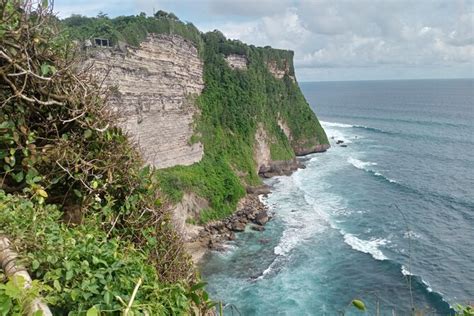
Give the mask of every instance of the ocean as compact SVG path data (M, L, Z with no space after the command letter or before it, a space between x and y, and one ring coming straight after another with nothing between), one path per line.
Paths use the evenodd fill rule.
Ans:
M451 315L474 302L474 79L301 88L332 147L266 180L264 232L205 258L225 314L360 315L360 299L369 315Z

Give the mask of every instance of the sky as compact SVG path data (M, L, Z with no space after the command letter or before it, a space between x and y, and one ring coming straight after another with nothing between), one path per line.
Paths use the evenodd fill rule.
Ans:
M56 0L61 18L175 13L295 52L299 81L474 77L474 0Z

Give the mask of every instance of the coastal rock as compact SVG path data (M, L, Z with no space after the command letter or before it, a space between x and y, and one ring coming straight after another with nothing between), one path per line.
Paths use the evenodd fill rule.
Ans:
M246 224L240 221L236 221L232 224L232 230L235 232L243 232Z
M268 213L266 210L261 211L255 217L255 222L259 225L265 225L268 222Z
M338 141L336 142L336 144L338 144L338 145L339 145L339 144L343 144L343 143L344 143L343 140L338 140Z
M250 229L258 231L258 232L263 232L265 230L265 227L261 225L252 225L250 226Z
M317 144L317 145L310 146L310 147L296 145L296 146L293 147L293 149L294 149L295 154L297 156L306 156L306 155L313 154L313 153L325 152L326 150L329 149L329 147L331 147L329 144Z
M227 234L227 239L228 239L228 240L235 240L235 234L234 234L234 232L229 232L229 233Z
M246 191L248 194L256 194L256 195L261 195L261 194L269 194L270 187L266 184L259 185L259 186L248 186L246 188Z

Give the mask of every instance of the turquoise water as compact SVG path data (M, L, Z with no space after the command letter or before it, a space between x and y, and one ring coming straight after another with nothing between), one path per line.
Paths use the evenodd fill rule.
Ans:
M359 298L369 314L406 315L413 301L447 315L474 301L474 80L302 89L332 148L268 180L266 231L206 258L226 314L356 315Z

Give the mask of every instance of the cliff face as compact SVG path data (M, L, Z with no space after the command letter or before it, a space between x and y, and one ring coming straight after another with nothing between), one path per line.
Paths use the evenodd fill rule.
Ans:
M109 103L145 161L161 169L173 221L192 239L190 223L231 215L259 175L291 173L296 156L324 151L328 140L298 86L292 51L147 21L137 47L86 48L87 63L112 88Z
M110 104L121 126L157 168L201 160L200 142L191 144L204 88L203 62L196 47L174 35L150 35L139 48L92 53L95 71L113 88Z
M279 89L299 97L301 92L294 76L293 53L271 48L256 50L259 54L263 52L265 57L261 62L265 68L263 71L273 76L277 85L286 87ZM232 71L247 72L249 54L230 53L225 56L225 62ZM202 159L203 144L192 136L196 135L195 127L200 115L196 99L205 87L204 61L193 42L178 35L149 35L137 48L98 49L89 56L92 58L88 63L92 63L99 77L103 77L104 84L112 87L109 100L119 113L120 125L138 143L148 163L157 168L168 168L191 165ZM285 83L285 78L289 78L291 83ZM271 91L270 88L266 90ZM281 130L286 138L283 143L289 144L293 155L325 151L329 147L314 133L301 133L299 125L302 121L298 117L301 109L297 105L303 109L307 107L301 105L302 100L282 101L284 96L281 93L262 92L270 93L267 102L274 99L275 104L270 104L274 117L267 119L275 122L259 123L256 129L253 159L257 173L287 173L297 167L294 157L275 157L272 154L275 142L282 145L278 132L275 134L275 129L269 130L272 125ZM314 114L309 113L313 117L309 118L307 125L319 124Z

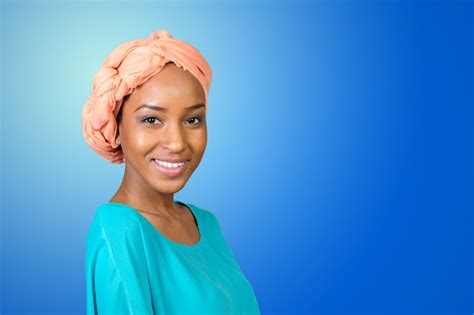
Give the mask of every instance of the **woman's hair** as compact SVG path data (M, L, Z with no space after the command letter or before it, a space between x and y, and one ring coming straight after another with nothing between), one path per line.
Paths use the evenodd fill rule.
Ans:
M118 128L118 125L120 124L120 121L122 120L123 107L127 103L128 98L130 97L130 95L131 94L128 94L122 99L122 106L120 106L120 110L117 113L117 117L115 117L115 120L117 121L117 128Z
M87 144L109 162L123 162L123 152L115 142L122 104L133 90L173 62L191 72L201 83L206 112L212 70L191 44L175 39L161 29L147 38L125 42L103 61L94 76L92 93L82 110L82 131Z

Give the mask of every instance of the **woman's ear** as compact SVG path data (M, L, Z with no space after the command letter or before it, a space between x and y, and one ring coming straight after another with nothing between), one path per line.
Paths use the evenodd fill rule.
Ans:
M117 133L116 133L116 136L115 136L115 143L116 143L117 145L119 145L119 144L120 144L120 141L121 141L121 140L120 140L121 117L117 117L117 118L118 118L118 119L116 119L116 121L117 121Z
-*-
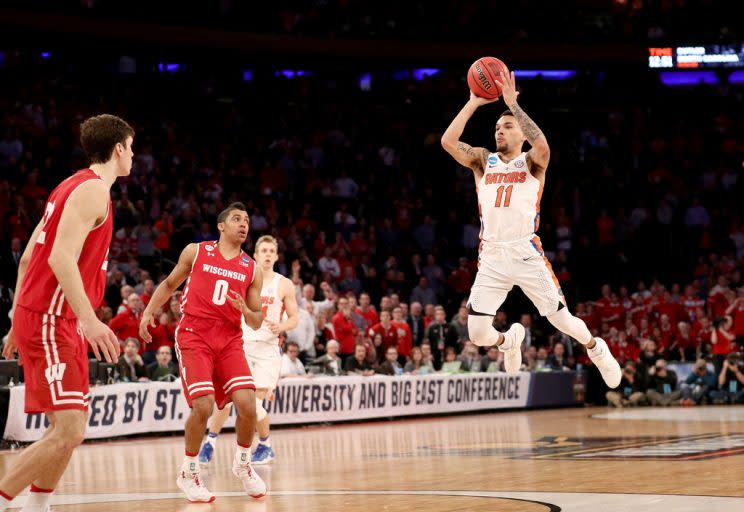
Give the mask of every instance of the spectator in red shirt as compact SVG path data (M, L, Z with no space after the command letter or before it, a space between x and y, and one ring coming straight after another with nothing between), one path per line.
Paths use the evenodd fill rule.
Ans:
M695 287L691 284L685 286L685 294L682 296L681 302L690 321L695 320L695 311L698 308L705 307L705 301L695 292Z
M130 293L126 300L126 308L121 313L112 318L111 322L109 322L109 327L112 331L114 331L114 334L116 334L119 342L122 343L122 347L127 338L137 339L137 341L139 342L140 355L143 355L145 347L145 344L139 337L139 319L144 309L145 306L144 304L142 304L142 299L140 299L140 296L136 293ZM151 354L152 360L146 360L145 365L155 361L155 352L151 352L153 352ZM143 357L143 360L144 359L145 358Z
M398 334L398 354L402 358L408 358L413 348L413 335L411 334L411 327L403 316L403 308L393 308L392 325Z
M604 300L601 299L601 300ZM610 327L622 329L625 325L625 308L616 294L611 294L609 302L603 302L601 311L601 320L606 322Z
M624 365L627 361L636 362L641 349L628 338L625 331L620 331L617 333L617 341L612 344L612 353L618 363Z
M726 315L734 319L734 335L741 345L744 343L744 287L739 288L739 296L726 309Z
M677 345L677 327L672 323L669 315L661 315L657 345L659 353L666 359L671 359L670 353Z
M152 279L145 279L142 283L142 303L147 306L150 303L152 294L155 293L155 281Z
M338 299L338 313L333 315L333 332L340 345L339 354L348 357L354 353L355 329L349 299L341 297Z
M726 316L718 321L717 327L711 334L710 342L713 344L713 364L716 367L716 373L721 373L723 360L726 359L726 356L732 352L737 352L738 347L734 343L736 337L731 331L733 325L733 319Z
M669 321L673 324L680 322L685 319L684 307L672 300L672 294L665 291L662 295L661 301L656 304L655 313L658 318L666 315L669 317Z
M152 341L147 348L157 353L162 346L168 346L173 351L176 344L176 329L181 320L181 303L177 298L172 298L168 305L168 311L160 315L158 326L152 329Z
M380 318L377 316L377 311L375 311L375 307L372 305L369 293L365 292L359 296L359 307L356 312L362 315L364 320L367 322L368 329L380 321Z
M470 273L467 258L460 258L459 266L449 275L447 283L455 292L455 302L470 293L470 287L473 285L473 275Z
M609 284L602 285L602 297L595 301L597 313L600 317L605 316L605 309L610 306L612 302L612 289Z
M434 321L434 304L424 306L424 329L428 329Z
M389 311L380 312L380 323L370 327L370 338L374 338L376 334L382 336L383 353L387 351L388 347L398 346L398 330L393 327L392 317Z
-*-
Where the data above reaches the line holding "Give the mask of every instance of the ocean", begin printing, and stop after the line holding "Give the mask of every instance of the sky". Each line must be reproduced exactly, with nothing else added.

#### Exercise answer:
Give the mask of every instance of the ocean as compact SVG path data (M, L, Z with no space after the command letter or before it, a space between x and y, and one ring coming straight after another with nothing between), one path per line.
Paths use the evenodd fill rule.
Ans:
M451 315L474 302L474 79L301 88L332 147L266 180L264 232L205 258L225 314L360 315L360 299L369 315Z

Give the mask of every instance of the sky as compact SVG path data (M, L, Z with no space after the command letter or before it, a space between x and y, and one ring coming straight after another with nothing between), one path per line.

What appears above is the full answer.